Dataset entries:
Start of Block
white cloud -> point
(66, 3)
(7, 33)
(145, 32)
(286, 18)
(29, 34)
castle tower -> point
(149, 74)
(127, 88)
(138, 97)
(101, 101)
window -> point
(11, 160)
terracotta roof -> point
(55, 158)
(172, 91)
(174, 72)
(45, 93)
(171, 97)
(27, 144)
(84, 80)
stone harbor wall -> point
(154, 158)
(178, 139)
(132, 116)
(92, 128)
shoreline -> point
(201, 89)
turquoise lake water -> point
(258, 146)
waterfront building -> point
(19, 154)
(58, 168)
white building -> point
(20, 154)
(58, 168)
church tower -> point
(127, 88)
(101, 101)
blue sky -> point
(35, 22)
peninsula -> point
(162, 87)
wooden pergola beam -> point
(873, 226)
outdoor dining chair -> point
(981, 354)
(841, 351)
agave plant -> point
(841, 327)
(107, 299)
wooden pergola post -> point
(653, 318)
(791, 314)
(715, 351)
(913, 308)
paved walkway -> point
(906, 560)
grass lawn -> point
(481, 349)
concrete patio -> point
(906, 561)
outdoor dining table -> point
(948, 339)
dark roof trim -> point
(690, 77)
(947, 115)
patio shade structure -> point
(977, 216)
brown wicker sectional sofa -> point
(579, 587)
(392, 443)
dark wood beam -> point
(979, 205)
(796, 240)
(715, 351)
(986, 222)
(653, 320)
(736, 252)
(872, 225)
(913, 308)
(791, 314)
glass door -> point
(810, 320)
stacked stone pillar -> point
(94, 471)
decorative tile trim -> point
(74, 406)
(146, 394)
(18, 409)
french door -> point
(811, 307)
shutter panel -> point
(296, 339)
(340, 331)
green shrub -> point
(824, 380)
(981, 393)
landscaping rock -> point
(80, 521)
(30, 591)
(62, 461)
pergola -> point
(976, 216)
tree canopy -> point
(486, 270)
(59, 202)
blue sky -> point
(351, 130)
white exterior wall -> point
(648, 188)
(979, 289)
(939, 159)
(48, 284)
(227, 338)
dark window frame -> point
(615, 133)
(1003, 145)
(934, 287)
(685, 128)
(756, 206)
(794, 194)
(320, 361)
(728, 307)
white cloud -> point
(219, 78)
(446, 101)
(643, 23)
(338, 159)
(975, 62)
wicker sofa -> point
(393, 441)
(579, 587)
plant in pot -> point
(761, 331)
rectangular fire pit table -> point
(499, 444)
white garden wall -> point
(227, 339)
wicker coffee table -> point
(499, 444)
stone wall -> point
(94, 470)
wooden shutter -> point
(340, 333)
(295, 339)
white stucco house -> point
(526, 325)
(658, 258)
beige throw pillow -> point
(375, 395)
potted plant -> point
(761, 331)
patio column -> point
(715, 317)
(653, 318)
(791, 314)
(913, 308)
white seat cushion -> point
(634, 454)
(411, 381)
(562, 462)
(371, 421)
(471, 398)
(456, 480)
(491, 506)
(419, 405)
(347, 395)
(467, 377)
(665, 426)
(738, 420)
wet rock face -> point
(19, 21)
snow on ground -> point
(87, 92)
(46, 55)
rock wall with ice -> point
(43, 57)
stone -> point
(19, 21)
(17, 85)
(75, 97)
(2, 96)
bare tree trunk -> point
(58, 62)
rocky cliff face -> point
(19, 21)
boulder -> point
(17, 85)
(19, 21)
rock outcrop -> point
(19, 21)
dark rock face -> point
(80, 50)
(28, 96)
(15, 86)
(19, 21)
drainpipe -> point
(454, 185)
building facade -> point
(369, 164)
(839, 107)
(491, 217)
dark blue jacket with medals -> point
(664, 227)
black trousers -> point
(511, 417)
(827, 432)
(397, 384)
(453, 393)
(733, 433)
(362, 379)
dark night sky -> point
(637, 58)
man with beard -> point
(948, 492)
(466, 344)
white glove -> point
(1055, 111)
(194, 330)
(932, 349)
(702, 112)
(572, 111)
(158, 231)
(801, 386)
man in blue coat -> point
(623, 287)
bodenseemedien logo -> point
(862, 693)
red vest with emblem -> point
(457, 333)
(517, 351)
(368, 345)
End of Block
Output all of the entries without altering a single word.

white cloud -> point
(66, 3)
(7, 33)
(145, 32)
(286, 18)
(29, 34)
castle tower -> point
(149, 74)
(127, 88)
(138, 97)
(101, 101)
window -> point
(11, 160)
terracotta roof -> point
(55, 158)
(172, 91)
(174, 72)
(45, 93)
(171, 97)
(27, 144)
(84, 80)
stone harbor wall -> point
(154, 158)
(178, 139)
(132, 116)
(92, 128)
shoreline -> point
(201, 89)
turquoise lake water -> point
(258, 146)
waterfront building -> point
(19, 154)
(58, 168)
white building -> point
(20, 154)
(58, 168)
church tower -> point
(127, 88)
(101, 101)
blue sky -> point
(35, 22)
peninsula -> point
(162, 87)
wooden pergola beam -> point
(873, 226)
outdoor dining chair -> point
(981, 354)
(841, 351)
agave plant -> point
(841, 327)
(107, 299)
wooden pergola post -> point
(653, 318)
(791, 314)
(715, 351)
(913, 308)
paved walkway -> point
(906, 560)
grass lawn -> point
(481, 349)
concrete patio -> point
(906, 561)
outdoor dining table -> point
(948, 339)
dark roof trim -> point
(690, 77)
(947, 115)
patio shade structure -> point
(977, 216)
brown wicker sectional sofa -> point
(579, 587)
(392, 443)
dark wood beam -> point
(979, 205)
(796, 240)
(715, 351)
(986, 222)
(653, 320)
(736, 252)
(872, 225)
(913, 308)
(791, 314)
glass door -> point
(810, 320)
stacked stone pillar -> point
(94, 471)
decorative tile trim -> point
(74, 406)
(146, 394)
(18, 409)
french door -> point
(811, 307)
shutter panel -> point
(296, 339)
(340, 331)
green shrub -> point
(824, 380)
(981, 393)
landscaping rock -> point
(80, 521)
(30, 591)
(62, 461)
pergola -> point
(976, 216)
tree canopy -> point
(486, 270)
(59, 202)
blue sky -> point
(351, 130)
white exterior wall -> point
(648, 188)
(979, 289)
(939, 159)
(48, 284)
(227, 338)
dark window frame -> point
(615, 133)
(1003, 145)
(934, 287)
(685, 128)
(756, 206)
(794, 194)
(320, 361)
(728, 307)
white cloud -> point
(219, 78)
(446, 101)
(643, 23)
(338, 159)
(975, 62)
wicker sofa -> point
(393, 441)
(579, 587)
plant in pot -> point
(761, 331)
rectangular fire pit table -> point
(499, 444)
white garden wall -> point
(227, 339)
wicker coffee table -> point
(499, 444)
stone wall -> point
(94, 470)
wooden shutter -> point
(340, 333)
(295, 339)
white stucco house -> point
(526, 325)
(658, 258)
beige throw pillow -> point
(375, 395)
potted plant -> point
(761, 331)
patio column -> point
(715, 317)
(653, 318)
(791, 314)
(913, 308)
white seat cushion -> point
(634, 454)
(411, 381)
(562, 462)
(371, 421)
(471, 398)
(456, 480)
(491, 506)
(419, 405)
(347, 395)
(467, 377)
(665, 426)
(738, 420)
wet rock face -> point
(19, 21)
snow on ground -> point
(87, 92)
(46, 55)
rock wall with ice -> point
(43, 57)
stone -> point
(19, 21)
(17, 85)
(75, 97)
(2, 96)
bare tree trunk -> point
(58, 62)
rocky cliff face -> point
(19, 21)
boulder -> point
(17, 85)
(19, 21)
rock outcrop -> point
(19, 21)
dark rock face -> point
(80, 50)
(28, 96)
(15, 86)
(19, 21)
drainpipe -> point
(454, 185)
building facade -> point
(369, 164)
(839, 107)
(491, 217)
dark blue jacket with medals -> point
(664, 227)
black trousers -> point
(511, 417)
(827, 432)
(397, 384)
(453, 393)
(733, 433)
(362, 379)
dark night sky -> point
(637, 58)
man with beard -> point
(948, 492)
(466, 344)
white glove -> point
(1055, 111)
(194, 330)
(932, 349)
(702, 112)
(572, 111)
(158, 231)
(801, 386)
man in blue coat -> point
(623, 287)
bodenseemedien logo -> point
(862, 693)
red vest with emblem -> point
(457, 333)
(517, 351)
(368, 345)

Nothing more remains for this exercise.